Coordinate labeling records |
□ □ □ □

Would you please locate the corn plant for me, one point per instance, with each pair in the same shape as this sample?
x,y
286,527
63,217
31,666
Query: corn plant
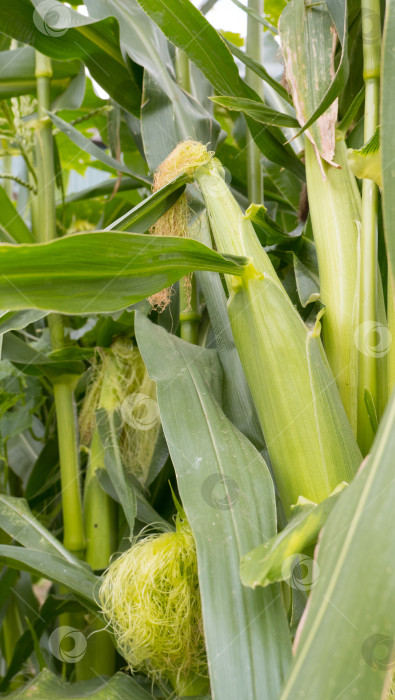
x,y
197,415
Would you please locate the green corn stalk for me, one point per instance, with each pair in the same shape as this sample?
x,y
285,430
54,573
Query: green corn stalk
x,y
335,209
309,438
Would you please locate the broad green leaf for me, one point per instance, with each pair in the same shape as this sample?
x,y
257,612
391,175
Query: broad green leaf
x,y
236,397
388,132
308,40
52,608
102,271
12,227
274,560
77,579
352,605
86,145
63,34
48,686
19,522
257,110
259,70
186,27
103,188
145,214
16,320
108,425
228,496
164,103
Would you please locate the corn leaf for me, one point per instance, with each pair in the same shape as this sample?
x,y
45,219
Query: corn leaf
x,y
257,110
354,598
48,686
186,27
89,147
273,560
108,425
308,40
12,226
102,271
228,496
145,214
96,43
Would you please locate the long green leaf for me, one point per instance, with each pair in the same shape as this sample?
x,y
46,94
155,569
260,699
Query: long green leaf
x,y
102,271
78,580
86,145
186,27
12,226
302,27
17,72
48,686
228,496
145,214
257,110
72,35
350,620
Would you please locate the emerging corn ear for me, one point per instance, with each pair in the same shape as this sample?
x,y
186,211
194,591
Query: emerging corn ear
x,y
335,209
150,596
308,436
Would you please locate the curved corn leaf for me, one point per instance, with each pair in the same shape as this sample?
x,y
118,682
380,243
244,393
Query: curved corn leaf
x,y
145,214
273,560
101,271
72,36
228,496
12,226
257,110
186,27
353,600
17,72
308,41
86,145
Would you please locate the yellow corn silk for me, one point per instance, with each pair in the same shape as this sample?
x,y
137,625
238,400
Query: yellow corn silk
x,y
121,381
150,597
309,438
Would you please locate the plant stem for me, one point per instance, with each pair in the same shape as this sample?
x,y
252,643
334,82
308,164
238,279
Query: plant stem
x,y
254,49
367,370
73,531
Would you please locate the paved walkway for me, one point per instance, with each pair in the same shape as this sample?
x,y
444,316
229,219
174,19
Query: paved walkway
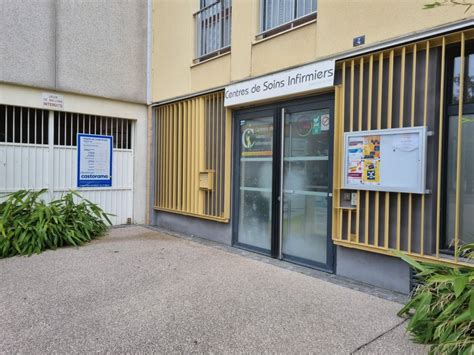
x,y
138,290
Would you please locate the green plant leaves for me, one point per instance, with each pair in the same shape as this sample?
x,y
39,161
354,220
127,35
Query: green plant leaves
x,y
459,285
441,309
29,225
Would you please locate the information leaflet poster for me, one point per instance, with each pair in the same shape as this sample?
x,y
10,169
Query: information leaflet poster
x,y
94,160
364,160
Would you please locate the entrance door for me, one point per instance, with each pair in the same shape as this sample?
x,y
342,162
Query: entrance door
x,y
283,164
306,142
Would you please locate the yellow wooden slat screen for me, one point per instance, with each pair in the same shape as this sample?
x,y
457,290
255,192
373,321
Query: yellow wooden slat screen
x,y
193,152
394,88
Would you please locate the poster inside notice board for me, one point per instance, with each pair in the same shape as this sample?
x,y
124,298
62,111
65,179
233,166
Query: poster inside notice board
x,y
94,160
386,160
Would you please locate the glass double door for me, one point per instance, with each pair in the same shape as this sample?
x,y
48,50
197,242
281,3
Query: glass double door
x,y
283,198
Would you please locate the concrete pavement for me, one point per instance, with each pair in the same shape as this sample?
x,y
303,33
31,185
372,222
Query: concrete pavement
x,y
138,290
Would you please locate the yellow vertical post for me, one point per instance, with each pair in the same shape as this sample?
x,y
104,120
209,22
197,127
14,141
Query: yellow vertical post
x,y
340,135
412,123
379,123
194,150
336,155
168,156
175,155
227,161
160,157
351,127
202,149
361,105
389,125
400,125
459,151
157,156
179,204
440,146
185,157
425,121
369,127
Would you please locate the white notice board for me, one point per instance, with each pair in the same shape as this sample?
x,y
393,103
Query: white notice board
x,y
386,160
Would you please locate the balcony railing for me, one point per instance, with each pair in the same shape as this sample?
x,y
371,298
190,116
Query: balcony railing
x,y
213,27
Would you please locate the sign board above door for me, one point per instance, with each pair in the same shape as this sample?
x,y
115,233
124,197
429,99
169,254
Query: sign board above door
x,y
306,78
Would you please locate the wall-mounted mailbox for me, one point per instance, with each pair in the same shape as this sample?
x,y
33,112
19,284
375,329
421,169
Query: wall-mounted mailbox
x,y
206,180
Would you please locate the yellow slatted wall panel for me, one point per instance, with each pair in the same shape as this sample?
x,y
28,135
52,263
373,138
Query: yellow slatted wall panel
x,y
398,87
193,152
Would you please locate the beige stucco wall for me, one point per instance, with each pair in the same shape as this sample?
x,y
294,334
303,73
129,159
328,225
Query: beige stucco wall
x,y
339,21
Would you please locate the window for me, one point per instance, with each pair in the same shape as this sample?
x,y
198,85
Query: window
x,y
23,125
213,27
67,125
279,15
466,179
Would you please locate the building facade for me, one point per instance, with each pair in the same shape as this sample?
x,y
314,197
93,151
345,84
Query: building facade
x,y
323,133
72,67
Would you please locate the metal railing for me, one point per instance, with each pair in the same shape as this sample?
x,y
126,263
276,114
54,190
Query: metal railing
x,y
276,13
213,28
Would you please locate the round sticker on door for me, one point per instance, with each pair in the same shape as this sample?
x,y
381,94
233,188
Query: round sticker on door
x,y
325,122
248,138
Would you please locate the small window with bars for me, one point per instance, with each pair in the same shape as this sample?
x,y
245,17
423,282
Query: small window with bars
x,y
213,27
67,125
280,15
23,125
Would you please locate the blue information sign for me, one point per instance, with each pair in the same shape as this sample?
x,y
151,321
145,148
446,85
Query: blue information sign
x,y
94,160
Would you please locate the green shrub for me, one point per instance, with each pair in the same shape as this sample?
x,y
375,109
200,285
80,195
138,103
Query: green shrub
x,y
29,225
441,309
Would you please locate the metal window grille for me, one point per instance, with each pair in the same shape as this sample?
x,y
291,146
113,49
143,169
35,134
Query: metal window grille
x,y
67,125
213,27
277,13
398,87
193,143
23,125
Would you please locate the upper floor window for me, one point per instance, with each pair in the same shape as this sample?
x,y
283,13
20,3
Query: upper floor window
x,y
213,27
279,15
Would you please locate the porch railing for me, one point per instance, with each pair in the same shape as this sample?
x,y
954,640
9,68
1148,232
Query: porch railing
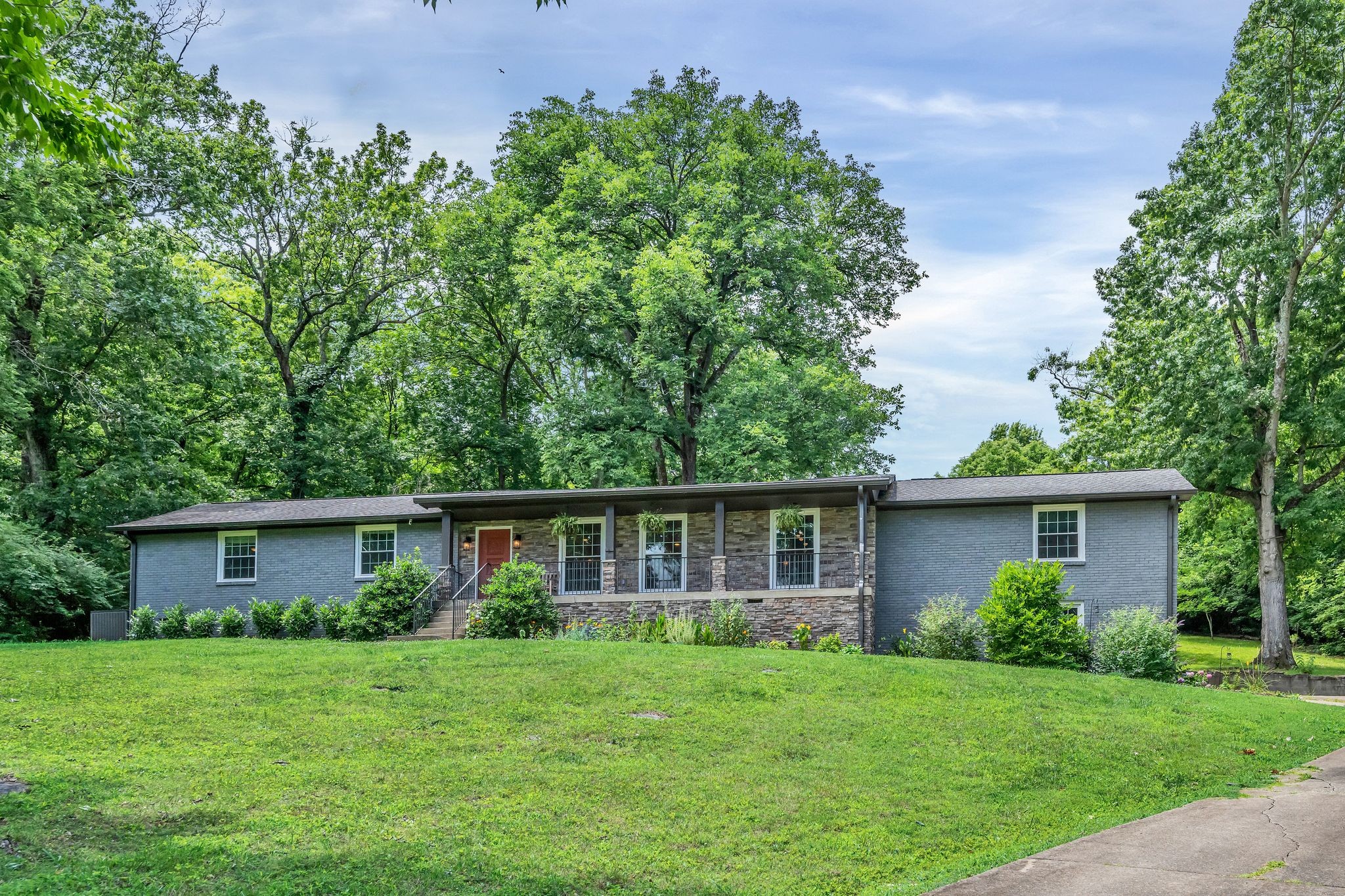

□ □ □ □

TASK GOAL | Copy out every line of the records above without changing anything, omitting the pictures.

THE REPLY |
Would you please locate the corn plant for me, one point per instance, with each pair in the same shape as this sample?
x,y
286,527
63,217
31,666
Query: corn plant
x,y
197,415
Would you please locate the green corn stalk for me, one point per instance, with each pair in the same shape as this sample?
x,y
285,430
54,573
Query: green corn stalk
x,y
335,209
309,438
Would you please locate the broad green leaf for me, one point per instance, with each pair in the same shape as this sample?
x,y
257,612
391,175
Query: broad green leaf
x,y
236,397
388,132
308,40
52,608
102,271
12,227
274,560
77,579
352,605
86,145
63,34
48,686
19,522
257,110
259,70
186,27
103,188
145,214
16,320
108,425
228,496
164,103
Would you please locate the corn leaf for me, one point per instance, with each pair in the same shape as this sample?
x,y
45,219
Query: corn leaf
x,y
257,110
354,598
48,686
186,27
89,147
273,560
108,425
308,40
12,226
102,271
228,496
145,214
96,43
Would you please locate the long green leaf for me, one point per instance, with each pair in the same shape as this sample?
x,y
46,94
155,569
260,699
Query: long green leaf
x,y
102,271
78,580
86,145
186,27
12,226
302,27
17,72
48,686
228,496
145,214
257,110
72,35
350,620
Would you please locate the emerging corn ear for me, one point per instance, with each pair in the same shape as this sample?
x,y
186,211
194,591
Query: emerging corn ear
x,y
335,209
150,596
308,436
Would you please locate the curved corn leaf for me, one point per instance, with each pair in the same shape as this sample?
x,y
118,682
380,243
244,393
Query: curved corn leaf
x,y
145,214
273,560
101,271
72,36
228,496
12,226
257,110
186,27
353,600
17,72
308,41
86,145
Would you please locate the yellow corn silk for me, one point per instance, with each pair in the same shape as this sample?
x,y
137,625
238,400
Query: yellow corn silk
x,y
121,381
150,597
309,438
Would you please locate the plant stem for me, one point per instance, with each pair in the same shape as this sample?
x,y
252,643
334,82
308,164
238,279
Query: plant stem
x,y
254,49
367,370
73,531
Would you please locate the paved walkway for me, one point per instance, with each pair in the same shape as this sample?
x,y
444,316
229,219
174,19
Query: paved walkway
x,y
138,290
Would you please locate the green plant leaves for me, one point per instance, with each pair in the same shape as this sample?
x,y
39,161
354,220
127,35
Query: green plant leaves
x,y
459,285
441,309
29,225
Would you please locate the information leaflet poster for me, one point per instance, with each pair in the same shape as this sample?
x,y
10,169
Query: information leaflet poster
x,y
94,160
364,160
Would you please locate the entrance door for me, one point per instance, with each pair in the same shape as this sample?
x,y
342,162
Query: entrance door
x,y
283,164
306,142
Would you please locate the yellow wooden slat screen for me, one point per instance, with each pair in the same shape as this sample?
x,y
457,290
255,192
373,321
Query: yellow wooden slat screen
x,y
193,152
394,88
Would you please locate the poster inside notice board for me, one point per instance, with each pair in the same shape as this sample?
x,y
124,298
62,111
65,179
233,166
Query: poster inside notice board
x,y
94,160
386,160
Would you please locate the glass double door for me, one point per instance, with each pair in the same shape as this sample?
x,y
48,50
197,242
281,3
Query: glass double door
x,y
283,198
Would you please locate the concrete pavement for me, one point per instance, with each pair in the same shape as this sample?
x,y
303,33
31,185
372,222
Query: concrete pavement
x,y
138,290
Would you please locate the yellow vertical post for me, one point per instance, with each pair in the same shape as this sample?
x,y
104,120
209,22
197,127
14,141
Query: yellow vertical post
x,y
340,135
412,123
379,123
194,150
336,155
168,156
175,155
227,161
160,157
351,127
202,149
361,105
389,125
400,125
459,151
157,156
179,204
440,146
185,157
425,121
369,127
Would you please locate the white notice board for me, one point per instance, with each pair in the same shape as this sample?
x,y
393,103
Query: white notice board
x,y
386,160
Would you please locate the balcony railing for me, one point per instance, with each pair in the same shape as this sample?
x,y
371,298
190,116
Query: balcony railing
x,y
213,27
Would you please locate the sign board above door for me, one point per instance, with each pair in the same shape as this sample?
x,y
115,233
124,197
429,99
169,254
Query: sign board above door
x,y
306,78
Would you please locate the wall-mounted mailbox for me, one point per instance, with each pair in the same shape as this sample?
x,y
33,112
19,284
375,329
421,169
Query: wall-mounted mailbox
x,y
206,180
Would you please locate the yellow slatted wall panel for me, one point per instance, with each pair in the same shape as this sample?
x,y
28,135
52,263
373,138
Query: yellow slatted wall panel
x,y
398,87
193,152
Would you please locate the beige stucco wall for me, one point per instance, with each pair in the same shape as this sample?
x,y
294,334
303,73
129,159
328,225
Query: beige stucco wall
x,y
339,21
Would you please locate the window for me, one point per instance, with each pair in the same shape as this sample?
x,y
198,85
Query: window
x,y
23,125
213,27
67,125
279,15
466,179
Would you please locate the building facade for me, one point per instance, with each pair in the same shape as this sample?
x,y
314,197
93,151
345,84
Query: building facade
x,y
323,133
72,67
Would you please locate the metal railing for me, one point per instance, with each pair in the same shape as this sample?
x,y
126,263
276,114
54,190
Query: metal railing
x,y
276,13
213,28
Would you please locate the round sticker on door for me, one point per instance, with each pair in the same shape as this sample?
x,y
381,94
233,188
Query: round sticker on door
x,y
325,122
248,138
Would you please locate the small window with bars for me, one point per instance, with each pair in the same shape as this sample?
x,y
245,17
423,282
Query: small window with bars
x,y
213,27
67,125
280,15
23,125
Would you please locate the blue information sign for me, one point per instance, with each pair in the same shape as this sample?
x,y
151,321
145,148
446,85
Query: blue information sign
x,y
94,160
Would you please locate the green shrub for me, one point per instance, with each pair in the same shape as this sample?
x,y
375,109
200,285
80,195
138,103
Query: green shrub
x,y
29,225
441,309
Would you please locate the metal window grille for me, one point per instance, with each pair in the same shape as this sample?
x,y
291,146
113,49
143,169
35,134
Query: metal window grille
x,y
67,125
213,27
277,13
398,87
193,143
23,125
Would you please locate the upper floor window for me, one point per instance, with each pair in the same shape as this sample?
x,y
283,13
20,3
Query: upper floor window
x,y
213,27
279,15
Would you please locate the porch railing for me, one point per instance, with each pair in the same shape as this sample?
x,y
954,640
9,68
1148,232
Query: porch railing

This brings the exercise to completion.